**Task description**
Copy every one of the records below word for word, changing nothing.

────────

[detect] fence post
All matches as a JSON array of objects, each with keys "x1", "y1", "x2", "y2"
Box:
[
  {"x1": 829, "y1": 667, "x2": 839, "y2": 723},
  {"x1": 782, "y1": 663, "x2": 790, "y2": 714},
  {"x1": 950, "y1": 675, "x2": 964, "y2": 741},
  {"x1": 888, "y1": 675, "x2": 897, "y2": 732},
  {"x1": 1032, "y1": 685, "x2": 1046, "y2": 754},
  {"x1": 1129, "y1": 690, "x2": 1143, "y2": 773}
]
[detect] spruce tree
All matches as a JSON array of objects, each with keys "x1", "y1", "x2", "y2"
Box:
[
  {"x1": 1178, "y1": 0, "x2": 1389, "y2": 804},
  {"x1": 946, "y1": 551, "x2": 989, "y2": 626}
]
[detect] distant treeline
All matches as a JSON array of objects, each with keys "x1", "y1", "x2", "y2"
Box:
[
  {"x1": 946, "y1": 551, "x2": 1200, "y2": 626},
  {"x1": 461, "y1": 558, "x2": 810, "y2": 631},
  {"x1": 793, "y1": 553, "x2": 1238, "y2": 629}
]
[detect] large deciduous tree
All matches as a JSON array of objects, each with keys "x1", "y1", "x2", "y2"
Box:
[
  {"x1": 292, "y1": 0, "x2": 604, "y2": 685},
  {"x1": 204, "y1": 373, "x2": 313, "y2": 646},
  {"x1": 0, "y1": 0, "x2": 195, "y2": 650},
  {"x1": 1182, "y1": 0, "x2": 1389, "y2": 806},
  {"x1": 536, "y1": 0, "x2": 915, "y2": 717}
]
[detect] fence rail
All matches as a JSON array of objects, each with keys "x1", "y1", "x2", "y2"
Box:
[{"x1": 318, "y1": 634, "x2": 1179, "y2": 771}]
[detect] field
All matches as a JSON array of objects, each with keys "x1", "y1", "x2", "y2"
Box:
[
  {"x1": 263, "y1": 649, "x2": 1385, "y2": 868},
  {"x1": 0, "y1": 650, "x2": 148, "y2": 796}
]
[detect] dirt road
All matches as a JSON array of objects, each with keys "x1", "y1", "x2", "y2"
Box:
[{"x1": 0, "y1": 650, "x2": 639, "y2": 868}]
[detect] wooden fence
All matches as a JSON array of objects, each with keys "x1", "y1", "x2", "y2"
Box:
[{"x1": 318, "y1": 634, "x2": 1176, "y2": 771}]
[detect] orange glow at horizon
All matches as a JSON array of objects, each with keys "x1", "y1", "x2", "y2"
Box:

────────

**Answer to this problem**
[detect] fence post
All matches as a JSON array of objects, each with keys "x1", "y1", "x2", "y2"
Box:
[
  {"x1": 829, "y1": 667, "x2": 839, "y2": 723},
  {"x1": 782, "y1": 663, "x2": 790, "y2": 714},
  {"x1": 950, "y1": 675, "x2": 964, "y2": 741},
  {"x1": 888, "y1": 675, "x2": 897, "y2": 732},
  {"x1": 1032, "y1": 685, "x2": 1046, "y2": 754},
  {"x1": 1129, "y1": 690, "x2": 1143, "y2": 773}
]
[detect] spruce tree
All matches as a JSON array of objects, each with keys "x1", "y1", "x2", "y2"
Box:
[
  {"x1": 1178, "y1": 0, "x2": 1389, "y2": 804},
  {"x1": 946, "y1": 551, "x2": 989, "y2": 626}
]
[detect] distant treeline
All matches as a JSON array of objects, each with keys "x1", "y1", "x2", "y2"
Box:
[
  {"x1": 946, "y1": 551, "x2": 1200, "y2": 626},
  {"x1": 461, "y1": 558, "x2": 810, "y2": 631},
  {"x1": 793, "y1": 553, "x2": 1238, "y2": 629}
]
[detect] large deciduous tree
All matches as a JSON array of objects, each with keys "x1", "y1", "x2", "y2"
Box:
[
  {"x1": 292, "y1": 0, "x2": 604, "y2": 685},
  {"x1": 204, "y1": 373, "x2": 313, "y2": 646},
  {"x1": 0, "y1": 0, "x2": 195, "y2": 650},
  {"x1": 1182, "y1": 0, "x2": 1389, "y2": 806},
  {"x1": 536, "y1": 0, "x2": 915, "y2": 717}
]
[detect] fence rail
All matches as a JSON array of objects, each with keys "x1", "y1", "x2", "y2"
Box:
[{"x1": 318, "y1": 634, "x2": 1179, "y2": 771}]
[detect] field
All matches as a JSON array of objects, each with keys "x1", "y1", "x2", "y2"
Box:
[
  {"x1": 263, "y1": 649, "x2": 1385, "y2": 868},
  {"x1": 0, "y1": 650, "x2": 148, "y2": 796}
]
[detect] dirt road
All matches as a JSON array of objects, each with keys "x1", "y1", "x2", "y2"
Box:
[{"x1": 0, "y1": 650, "x2": 639, "y2": 868}]
[detect] wooden fence
All matches as a JSON array of objects, each with keys "x1", "y1", "x2", "y2"
Box:
[{"x1": 318, "y1": 634, "x2": 1176, "y2": 771}]
[detect] orange glow at horizon
All matches as a JSON array of objects, each with keys "x1", "y1", "x2", "y2"
Box:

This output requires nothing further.